Start of SOURCE TEXT

Fact Check

Elmer McCurdy

Did a dummy 'dead man' on a TV set turns out to be the real thing?

Published Nov. 17, 1998

Claim:

Claim:   The "hanging man" in a funhouse turns out to be the corpse of an outlaw.


Status:   True.

Origins:   In December 1976 a Universal Studios camera crew arrived at the Nu-Pike Amusement Park in Long Beach, California, to film an episode of the television action show, the

Elmer McCurdy

Six Million Dollar Man. In preparing the set in a corner of the funhouse, a worker moved the "hanging man," causing one of this prop's arms to come off. Inside it was human bone. This was no mere prop; this was a dead guy!

The body was that of Elmer McCurdy, a young man who in 1911 robbed a train of $46 and two jugs of whiskey in Oklahoma. He announced to the posse in pursuit of him that he would not be taken alive. He was proved right — they killed him in the ensuing shoot-out.

McCurdy began his career as a sideshow attraction right after his embalming. He looked so darned good dressed up in his fancy clothes that the undertaker propped him up in a corner of the funeral home's back room and charged locals a nickel to see "The Bandit Who Wouldn't Give Up." The nickels were dropped into the corpse's open mouth (from where they were later retrieved by the entreprenurial

undertaker).

End of SOURCE TEXT
Start of DATASET

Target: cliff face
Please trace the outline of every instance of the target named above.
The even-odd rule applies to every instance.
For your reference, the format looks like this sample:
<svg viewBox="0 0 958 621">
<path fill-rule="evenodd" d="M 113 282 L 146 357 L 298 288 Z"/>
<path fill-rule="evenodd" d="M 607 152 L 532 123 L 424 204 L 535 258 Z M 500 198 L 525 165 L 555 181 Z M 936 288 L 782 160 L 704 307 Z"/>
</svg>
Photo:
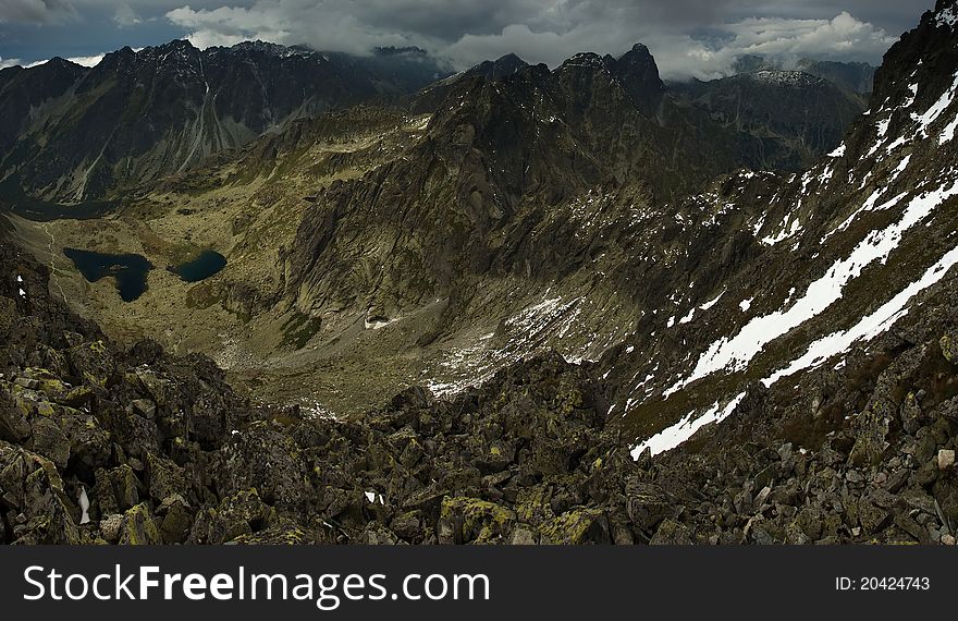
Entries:
<svg viewBox="0 0 958 621">
<path fill-rule="evenodd" d="M 111 345 L 4 239 L 0 538 L 954 544 L 956 14 L 902 37 L 810 169 L 705 192 L 677 190 L 711 170 L 704 125 L 677 129 L 641 48 L 369 114 L 402 134 L 339 145 L 372 163 L 305 200 L 273 303 L 307 341 L 398 334 L 390 360 L 456 338 L 421 376 L 458 373 L 447 400 L 250 406 L 202 356 Z M 335 119 L 247 153 L 305 157 Z"/>
</svg>

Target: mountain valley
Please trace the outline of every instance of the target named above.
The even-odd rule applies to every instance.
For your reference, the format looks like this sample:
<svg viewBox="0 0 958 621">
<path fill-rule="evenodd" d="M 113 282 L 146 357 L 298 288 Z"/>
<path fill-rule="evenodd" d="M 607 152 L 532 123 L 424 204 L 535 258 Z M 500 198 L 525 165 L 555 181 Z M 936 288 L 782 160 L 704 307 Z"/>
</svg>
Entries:
<svg viewBox="0 0 958 621">
<path fill-rule="evenodd" d="M 0 540 L 954 544 L 956 14 L 868 89 L 641 44 L 3 70 Z"/>
</svg>

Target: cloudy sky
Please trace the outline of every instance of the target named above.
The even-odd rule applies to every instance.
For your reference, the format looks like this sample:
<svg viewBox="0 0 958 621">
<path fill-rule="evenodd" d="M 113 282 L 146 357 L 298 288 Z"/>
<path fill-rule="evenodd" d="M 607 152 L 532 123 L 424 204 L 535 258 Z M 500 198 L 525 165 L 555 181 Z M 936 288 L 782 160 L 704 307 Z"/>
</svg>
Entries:
<svg viewBox="0 0 958 621">
<path fill-rule="evenodd" d="M 666 77 L 727 74 L 738 56 L 877 64 L 934 0 L 0 0 L 0 66 L 187 38 L 258 38 L 368 53 L 416 45 L 456 69 L 516 52 L 555 65 L 578 51 L 649 46 Z"/>
</svg>

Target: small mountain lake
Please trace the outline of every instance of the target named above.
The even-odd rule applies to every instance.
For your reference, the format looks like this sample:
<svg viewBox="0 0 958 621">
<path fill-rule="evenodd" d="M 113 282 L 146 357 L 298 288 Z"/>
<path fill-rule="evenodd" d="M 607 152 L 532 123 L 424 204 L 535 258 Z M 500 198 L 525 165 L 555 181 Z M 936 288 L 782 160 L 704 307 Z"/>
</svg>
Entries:
<svg viewBox="0 0 958 621">
<path fill-rule="evenodd" d="M 145 256 L 134 254 L 111 255 L 76 248 L 63 248 L 76 269 L 88 282 L 112 277 L 123 302 L 133 302 L 147 289 L 146 277 L 152 264 Z"/>
<path fill-rule="evenodd" d="M 186 282 L 199 282 L 226 267 L 226 257 L 216 251 L 204 251 L 196 258 L 171 267 L 170 271 Z"/>
</svg>

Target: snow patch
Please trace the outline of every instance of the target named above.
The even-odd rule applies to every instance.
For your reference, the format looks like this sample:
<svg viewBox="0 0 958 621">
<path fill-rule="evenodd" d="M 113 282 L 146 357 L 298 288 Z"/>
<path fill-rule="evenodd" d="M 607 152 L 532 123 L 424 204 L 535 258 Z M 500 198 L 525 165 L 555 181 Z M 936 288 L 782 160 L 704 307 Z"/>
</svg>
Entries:
<svg viewBox="0 0 958 621">
<path fill-rule="evenodd" d="M 895 321 L 908 314 L 908 302 L 912 297 L 938 282 L 956 264 L 958 264 L 958 248 L 953 248 L 938 263 L 929 268 L 924 276 L 909 284 L 877 310 L 868 317 L 863 317 L 846 331 L 834 332 L 813 342 L 805 355 L 763 379 L 762 383 L 767 388 L 784 377 L 791 376 L 807 368 L 816 367 L 828 358 L 848 351 L 856 341 L 870 341 L 877 337 L 892 327 Z"/>
<path fill-rule="evenodd" d="M 836 261 L 824 276 L 809 284 L 805 296 L 797 300 L 790 308 L 756 317 L 735 337 L 722 338 L 712 343 L 699 358 L 691 375 L 677 381 L 665 395 L 713 373 L 746 368 L 766 344 L 787 334 L 838 301 L 848 282 L 858 278 L 865 266 L 874 261 L 884 263 L 892 251 L 898 247 L 907 230 L 923 221 L 935 207 L 955 195 L 958 195 L 958 182 L 948 188 L 939 187 L 912 198 L 897 223 L 884 231 L 872 231 L 847 258 Z"/>
<path fill-rule="evenodd" d="M 735 399 L 729 401 L 725 407 L 722 407 L 716 401 L 704 414 L 696 419 L 692 419 L 695 413 L 688 414 L 672 427 L 659 431 L 648 440 L 636 446 L 631 451 L 632 459 L 639 459 L 646 449 L 649 449 L 653 455 L 671 451 L 695 436 L 696 431 L 705 425 L 721 423 L 735 412 L 735 409 L 738 407 L 738 404 L 745 399 L 745 392 L 739 393 Z"/>
</svg>

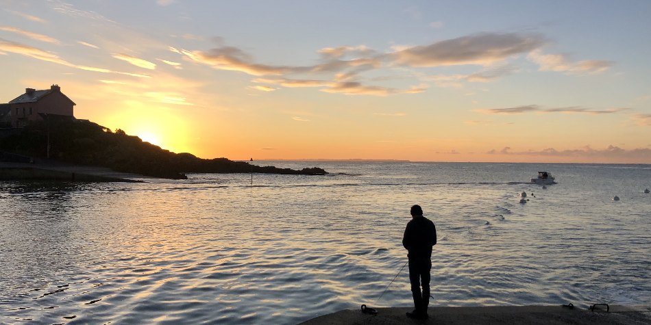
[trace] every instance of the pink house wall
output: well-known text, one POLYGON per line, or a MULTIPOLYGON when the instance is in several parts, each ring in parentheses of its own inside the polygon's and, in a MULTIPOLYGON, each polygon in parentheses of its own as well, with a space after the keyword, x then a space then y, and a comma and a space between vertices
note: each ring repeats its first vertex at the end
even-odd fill
POLYGON ((38 101, 12 104, 12 125, 21 127, 27 121, 43 120, 39 113, 73 116, 75 103, 61 93, 58 86, 53 85, 51 89, 52 92, 41 97, 38 101))

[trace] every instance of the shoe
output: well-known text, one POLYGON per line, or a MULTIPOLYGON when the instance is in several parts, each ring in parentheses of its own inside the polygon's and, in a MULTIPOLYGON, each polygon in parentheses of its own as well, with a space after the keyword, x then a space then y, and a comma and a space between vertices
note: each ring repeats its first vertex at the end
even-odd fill
POLYGON ((413 319, 413 320, 419 320, 419 319, 420 319, 420 318, 419 317, 419 313, 418 313, 418 311, 417 311, 416 309, 414 309, 413 311, 408 311, 408 312, 405 313, 405 314, 407 315, 407 317, 408 317, 409 318, 411 318, 411 319, 413 319))

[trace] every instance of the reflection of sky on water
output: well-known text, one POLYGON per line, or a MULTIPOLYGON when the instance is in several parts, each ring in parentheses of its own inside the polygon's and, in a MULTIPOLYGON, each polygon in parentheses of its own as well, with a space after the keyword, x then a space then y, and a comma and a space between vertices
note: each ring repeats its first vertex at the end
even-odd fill
POLYGON ((295 324, 408 306, 406 270, 376 300, 404 263, 415 203, 439 232, 436 304, 650 298, 651 197, 632 188, 648 170, 553 165, 559 184, 543 190, 519 181, 549 166, 329 164, 252 187, 248 174, 3 183, 0 322, 295 324))

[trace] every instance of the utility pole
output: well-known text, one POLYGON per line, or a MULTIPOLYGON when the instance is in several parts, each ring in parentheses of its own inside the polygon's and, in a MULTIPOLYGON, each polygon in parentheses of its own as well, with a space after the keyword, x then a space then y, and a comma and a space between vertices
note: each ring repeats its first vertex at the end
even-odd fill
POLYGON ((50 116, 45 113, 45 125, 47 125, 47 147, 46 148, 46 157, 50 159, 50 116))

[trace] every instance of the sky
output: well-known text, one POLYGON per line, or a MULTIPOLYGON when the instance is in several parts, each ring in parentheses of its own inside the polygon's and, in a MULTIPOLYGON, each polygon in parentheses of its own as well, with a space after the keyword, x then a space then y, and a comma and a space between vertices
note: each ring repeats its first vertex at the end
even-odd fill
POLYGON ((0 102, 173 152, 651 164, 647 0, 0 5, 0 102))

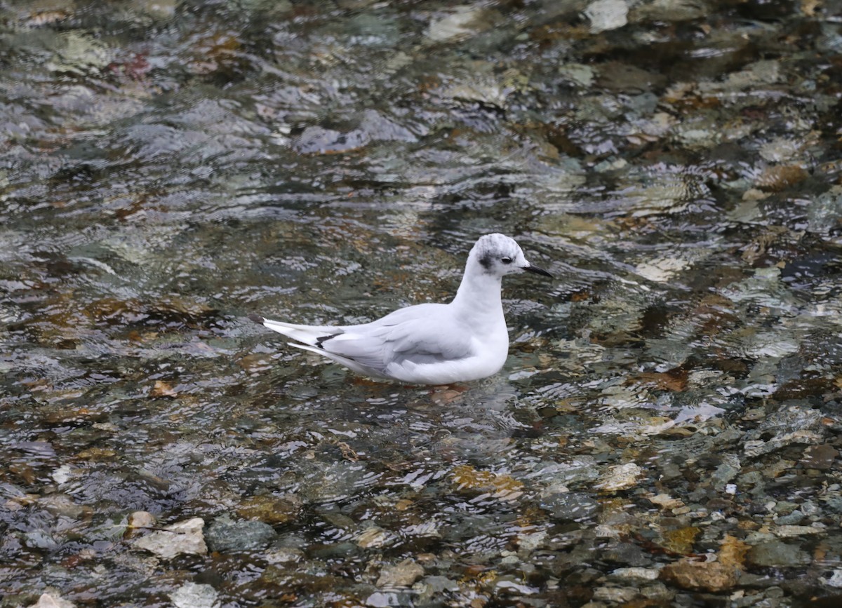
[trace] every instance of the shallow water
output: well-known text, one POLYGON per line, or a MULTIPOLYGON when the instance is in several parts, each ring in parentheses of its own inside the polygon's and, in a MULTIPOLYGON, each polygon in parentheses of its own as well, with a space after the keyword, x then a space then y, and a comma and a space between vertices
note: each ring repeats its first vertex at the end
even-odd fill
POLYGON ((0 605, 839 601, 840 23, 0 4, 0 605), (492 378, 246 318, 446 301, 488 232, 556 277, 492 378))

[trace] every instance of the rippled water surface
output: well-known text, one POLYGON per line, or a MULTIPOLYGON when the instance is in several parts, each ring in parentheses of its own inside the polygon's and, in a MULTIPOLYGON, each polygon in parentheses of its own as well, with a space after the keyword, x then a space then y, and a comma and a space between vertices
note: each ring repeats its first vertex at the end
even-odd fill
POLYGON ((0 605, 842 600, 842 3, 0 29, 0 605), (246 318, 447 301, 489 232, 555 279, 484 381, 246 318))

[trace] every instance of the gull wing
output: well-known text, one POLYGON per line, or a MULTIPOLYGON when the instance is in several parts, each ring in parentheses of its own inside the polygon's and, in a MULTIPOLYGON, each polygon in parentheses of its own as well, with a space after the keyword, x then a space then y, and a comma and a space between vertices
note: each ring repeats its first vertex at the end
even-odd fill
POLYGON ((381 374, 388 375, 390 367, 405 363, 440 363, 474 354, 470 333, 446 304, 402 308, 374 323, 342 329, 342 333, 321 343, 325 354, 349 359, 381 374))

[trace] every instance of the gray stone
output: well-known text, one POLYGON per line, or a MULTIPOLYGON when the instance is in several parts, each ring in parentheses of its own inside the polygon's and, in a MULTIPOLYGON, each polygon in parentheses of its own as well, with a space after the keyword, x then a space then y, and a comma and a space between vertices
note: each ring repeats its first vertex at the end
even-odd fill
POLYGON ((208 545, 213 551, 251 551, 260 549, 274 540, 277 533, 262 521, 232 521, 217 519, 205 532, 208 545))
POLYGON ((164 559, 172 559, 180 553, 204 555, 208 552, 202 536, 204 526, 203 519, 194 517, 139 538, 135 541, 135 547, 155 553, 164 559))
POLYGON ((386 566, 377 579, 378 587, 410 587, 424 576, 424 568, 412 559, 405 559, 394 566, 386 566))
POLYGON ((764 542, 751 547, 747 556, 748 562, 764 568, 793 568, 810 563, 810 555, 781 541, 764 542))
POLYGON ((586 493, 569 492, 555 493, 544 499, 541 506, 557 520, 584 521, 600 510, 600 504, 586 493))
POLYGON ((176 608, 219 608, 216 589, 209 584, 184 583, 169 594, 176 608))

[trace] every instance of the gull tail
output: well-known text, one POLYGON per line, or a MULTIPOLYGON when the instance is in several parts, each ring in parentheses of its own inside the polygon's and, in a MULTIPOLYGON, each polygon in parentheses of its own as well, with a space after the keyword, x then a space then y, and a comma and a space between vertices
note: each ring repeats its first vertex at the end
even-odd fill
MULTIPOLYGON (((260 315, 248 315, 248 318, 274 332, 283 333, 287 338, 291 338, 312 347, 322 348, 322 342, 343 333, 339 328, 330 325, 294 325, 264 318, 260 315)), ((300 344, 292 345, 300 346, 300 344)), ((315 352, 319 351, 315 350, 315 352)))

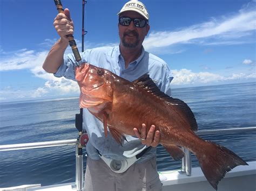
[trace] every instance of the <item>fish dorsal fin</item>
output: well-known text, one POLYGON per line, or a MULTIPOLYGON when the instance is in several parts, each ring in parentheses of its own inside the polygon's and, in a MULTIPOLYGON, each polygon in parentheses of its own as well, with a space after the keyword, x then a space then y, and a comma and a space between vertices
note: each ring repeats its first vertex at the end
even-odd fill
POLYGON ((133 81, 132 83, 135 86, 140 88, 162 100, 173 110, 179 111, 179 114, 180 114, 180 117, 188 123, 190 129, 194 131, 197 131, 197 123, 194 114, 187 104, 180 100, 170 97, 161 91, 148 74, 143 75, 138 79, 133 81))

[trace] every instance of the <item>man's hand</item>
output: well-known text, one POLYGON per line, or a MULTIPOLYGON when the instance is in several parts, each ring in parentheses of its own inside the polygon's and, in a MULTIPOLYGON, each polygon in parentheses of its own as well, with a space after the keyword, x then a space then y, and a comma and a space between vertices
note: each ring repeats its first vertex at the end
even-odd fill
POLYGON ((156 126, 154 125, 151 125, 147 135, 146 125, 144 123, 142 125, 140 133, 137 128, 134 128, 133 131, 135 135, 142 140, 142 143, 144 145, 155 147, 160 143, 160 131, 156 131, 156 126))
POLYGON ((66 36, 73 35, 74 30, 74 25, 68 9, 65 9, 64 13, 60 13, 57 15, 54 19, 53 25, 61 39, 68 42, 66 36))

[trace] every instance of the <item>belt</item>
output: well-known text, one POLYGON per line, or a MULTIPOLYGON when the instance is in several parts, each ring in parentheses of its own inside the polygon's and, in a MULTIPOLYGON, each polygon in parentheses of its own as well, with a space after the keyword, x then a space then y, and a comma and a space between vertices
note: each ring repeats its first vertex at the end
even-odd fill
POLYGON ((135 156, 131 158, 128 158, 123 160, 117 160, 107 158, 100 154, 99 151, 97 151, 102 159, 103 160, 107 166, 109 166, 111 171, 117 173, 122 173, 126 171, 131 166, 138 161, 143 155, 143 154, 144 154, 151 148, 151 147, 149 146, 135 156))

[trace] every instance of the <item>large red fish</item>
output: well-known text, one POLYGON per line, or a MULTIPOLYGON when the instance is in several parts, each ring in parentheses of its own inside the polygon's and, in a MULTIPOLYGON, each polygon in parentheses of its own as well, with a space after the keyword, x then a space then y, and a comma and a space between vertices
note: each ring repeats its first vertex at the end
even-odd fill
POLYGON ((75 68, 80 89, 80 107, 86 108, 103 122, 121 143, 124 134, 134 136, 133 128, 141 124, 155 125, 160 131, 160 144, 176 160, 184 156, 184 147, 197 157, 201 168, 212 187, 227 172, 238 165, 247 165, 227 148, 199 137, 194 115, 182 101, 159 90, 147 74, 131 82, 109 70, 92 65, 75 68))

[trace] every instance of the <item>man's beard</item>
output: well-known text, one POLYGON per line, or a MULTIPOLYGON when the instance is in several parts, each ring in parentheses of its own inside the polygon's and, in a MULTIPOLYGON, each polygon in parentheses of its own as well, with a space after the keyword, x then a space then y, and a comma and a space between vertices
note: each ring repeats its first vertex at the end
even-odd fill
POLYGON ((139 43, 139 34, 136 32, 135 31, 127 31, 125 33, 124 33, 124 36, 123 36, 123 38, 122 39, 122 41, 123 43, 123 45, 126 48, 135 48, 138 46, 139 43), (136 40, 134 42, 126 42, 125 41, 125 36, 126 35, 129 35, 129 34, 133 34, 136 37, 136 40))

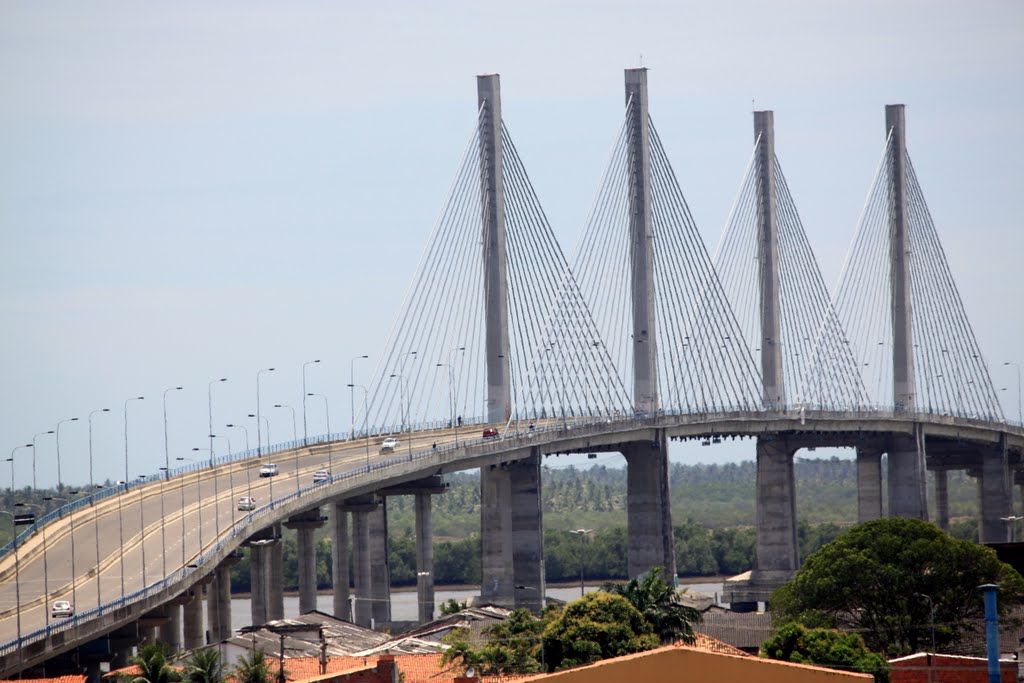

End of DATASET

*REQUIRED WORK:*
1: Answer these from the Elmer McCurdy fact check:
(a) Where did the Universal Studios camera crew arrive in December 1976?
(b) What did McCurdy take when he robbed a train in 1911?
(c) How much did the undertaker charge locals to see the body?
2: Repeat the Elmer McCurdy fact check word for word from "Status:   True." to "a dead guy!".
3: Write what comes next in the Elmer McCurdy fact check, starting after its final sentence.

*RESULTS BY TASK:*
1:
(a) The Nu-Pike Amusement Park in Long Beach, California.
(b) $46 and two jugs of whiskey.
(c) A nickel.

2:
Status:   True.

Origins:   In December 1976 a Universal Studios camera crew arrived at the Nu-Pike Amusement Park in Long Beach, California, to film an episode of the television action show, the

Elmer McCurdy

Six Million Dollar Man. In preparing the set in a corner of the funhouse, a worker moved the "hanging man," causing one of this prop's arms to come off. Inside it was human bone. This was no mere prop; this was a dead guy!

3:
No next of kin showed up to claim McCurdy, so the corpse kept mouthing nickels for a few years. Carnival promoters wanted to buy the stiff, but the undertaker turned them down. McCurdy was producing a steady income for the funeral parlor — why tamper with success?

In 1915, two men showed up and claimed that McCurdy was their brother. They hauled the body away, supposedly to give him a decent burial in the family plot. In reality, McCurdy's "brothers" were carnival promoters and this was a ruse to get the deceased away from that proprietary undertaker. The promotors exhibited McCurdy throughout Texas under the same billing as the undertaker had given him — "The Bandit Who Wouldn't Give Up."

After that tour, McCurdy popped up everywhere, including an amusement park near Mount Rushmore, lying in an open casket in a Los Angeles wax museum, and in a few low-budget films. Before the Six Million Dollar Man crew discovered this prop to be a corpse, McCurdy had been hanging in that Long Beach funhouse for four years.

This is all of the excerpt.